(Referring expression pointing data)
_ _ _
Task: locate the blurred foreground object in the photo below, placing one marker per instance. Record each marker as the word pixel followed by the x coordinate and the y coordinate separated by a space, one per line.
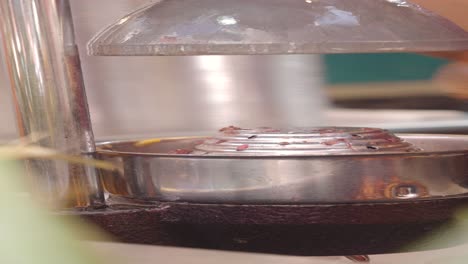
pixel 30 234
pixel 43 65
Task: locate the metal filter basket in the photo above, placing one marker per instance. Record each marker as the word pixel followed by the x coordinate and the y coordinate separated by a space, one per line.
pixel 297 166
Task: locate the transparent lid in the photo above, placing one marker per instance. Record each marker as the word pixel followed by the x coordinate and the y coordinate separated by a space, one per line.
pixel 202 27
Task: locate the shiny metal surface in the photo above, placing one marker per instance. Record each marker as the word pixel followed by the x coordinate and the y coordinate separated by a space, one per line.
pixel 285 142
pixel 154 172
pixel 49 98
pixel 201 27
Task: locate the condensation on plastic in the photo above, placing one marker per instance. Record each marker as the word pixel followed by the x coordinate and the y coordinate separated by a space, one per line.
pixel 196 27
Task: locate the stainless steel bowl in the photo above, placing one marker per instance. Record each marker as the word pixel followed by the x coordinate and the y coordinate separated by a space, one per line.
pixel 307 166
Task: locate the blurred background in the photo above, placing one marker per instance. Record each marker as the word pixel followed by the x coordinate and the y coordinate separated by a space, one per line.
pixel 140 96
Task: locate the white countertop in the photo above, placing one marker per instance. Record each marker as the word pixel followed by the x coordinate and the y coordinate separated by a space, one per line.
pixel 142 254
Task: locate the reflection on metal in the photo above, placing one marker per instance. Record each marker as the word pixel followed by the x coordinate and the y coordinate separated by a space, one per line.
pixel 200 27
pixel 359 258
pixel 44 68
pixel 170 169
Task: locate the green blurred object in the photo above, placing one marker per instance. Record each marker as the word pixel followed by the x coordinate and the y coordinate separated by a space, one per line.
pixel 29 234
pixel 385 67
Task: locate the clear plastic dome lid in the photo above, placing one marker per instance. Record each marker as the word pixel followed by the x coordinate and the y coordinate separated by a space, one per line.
_ _ _
| What to produce |
Set out exactly the run of lines that begins at the line holding "Task: locate the green" and ends at the last line of the data.

| Response |
Task: locate the green blurred object in the photo above, placing one marker per instance. Record each marker as the word pixel followed by the x coordinate and the y coordinate separated by a space, one per line.
pixel 29 234
pixel 385 67
Task: locate the clear plastic dome lid in the photo above, placing one marker per instance. Record each marker as the word pixel followed by the x coordinate and the y coordinate separated by a space, one per line.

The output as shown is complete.